begin EXERCISE MATERIAL
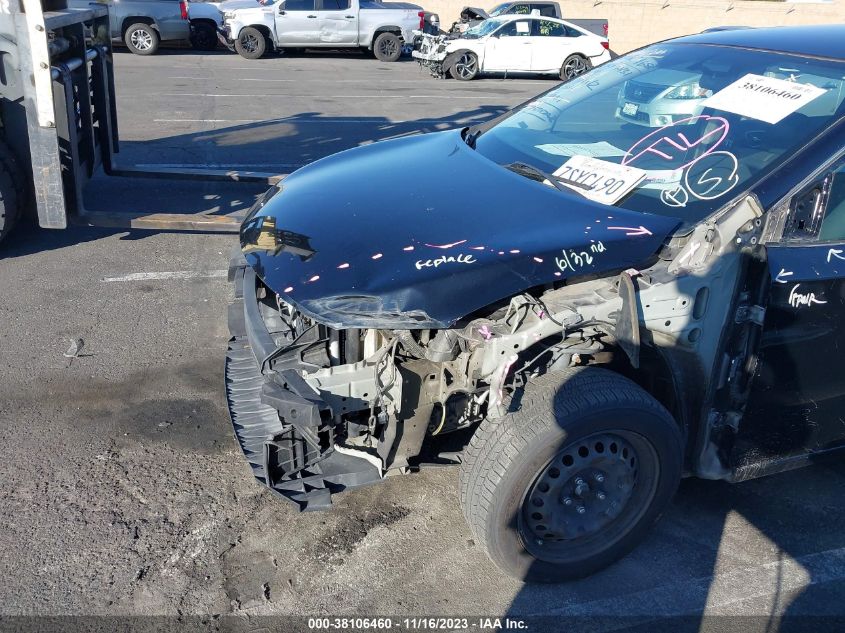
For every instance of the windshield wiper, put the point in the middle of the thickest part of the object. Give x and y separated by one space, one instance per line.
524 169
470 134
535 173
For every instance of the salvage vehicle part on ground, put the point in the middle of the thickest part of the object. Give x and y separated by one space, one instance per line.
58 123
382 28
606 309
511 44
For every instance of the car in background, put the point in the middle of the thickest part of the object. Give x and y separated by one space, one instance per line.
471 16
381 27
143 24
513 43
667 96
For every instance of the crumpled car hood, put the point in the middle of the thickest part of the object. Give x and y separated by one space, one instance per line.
end EXERCISE MATERIAL
Output the rows above as a Markdown table with the columns Number and Line, numbering each line and leaving out blank lines and the pictures.

_EXERCISE RESPONSE_
| Number | Line |
|---|---|
| 1 | For every instance of the windshield wiper, put the point in the middle of the thickest part of the object. Give x and y separated by one space, one instance per line. |
| 2 | 524 169 |
| 3 | 470 134 |
| 4 | 535 173 |
| 5 | For every instance of the salvage vehicle part on ground, put the point in the middle of the thickest part of the object. Give x and y separated by one space, one instance per line. |
| 6 | 58 123 |
| 7 | 382 28 |
| 8 | 606 309 |
| 9 | 511 44 |
| 10 | For every instance of the car in background, put the point in the middle of the thickest part of the object. Give x and y separated by one space, one instance per line. |
| 11 | 471 16 |
| 12 | 381 27 |
| 13 | 143 24 |
| 14 | 513 43 |
| 15 | 667 96 |
| 16 | For every instance of the crumpled car hood, put the point in the middle of the thickest part of the object. Give x and y separated by one space, one instance per line. |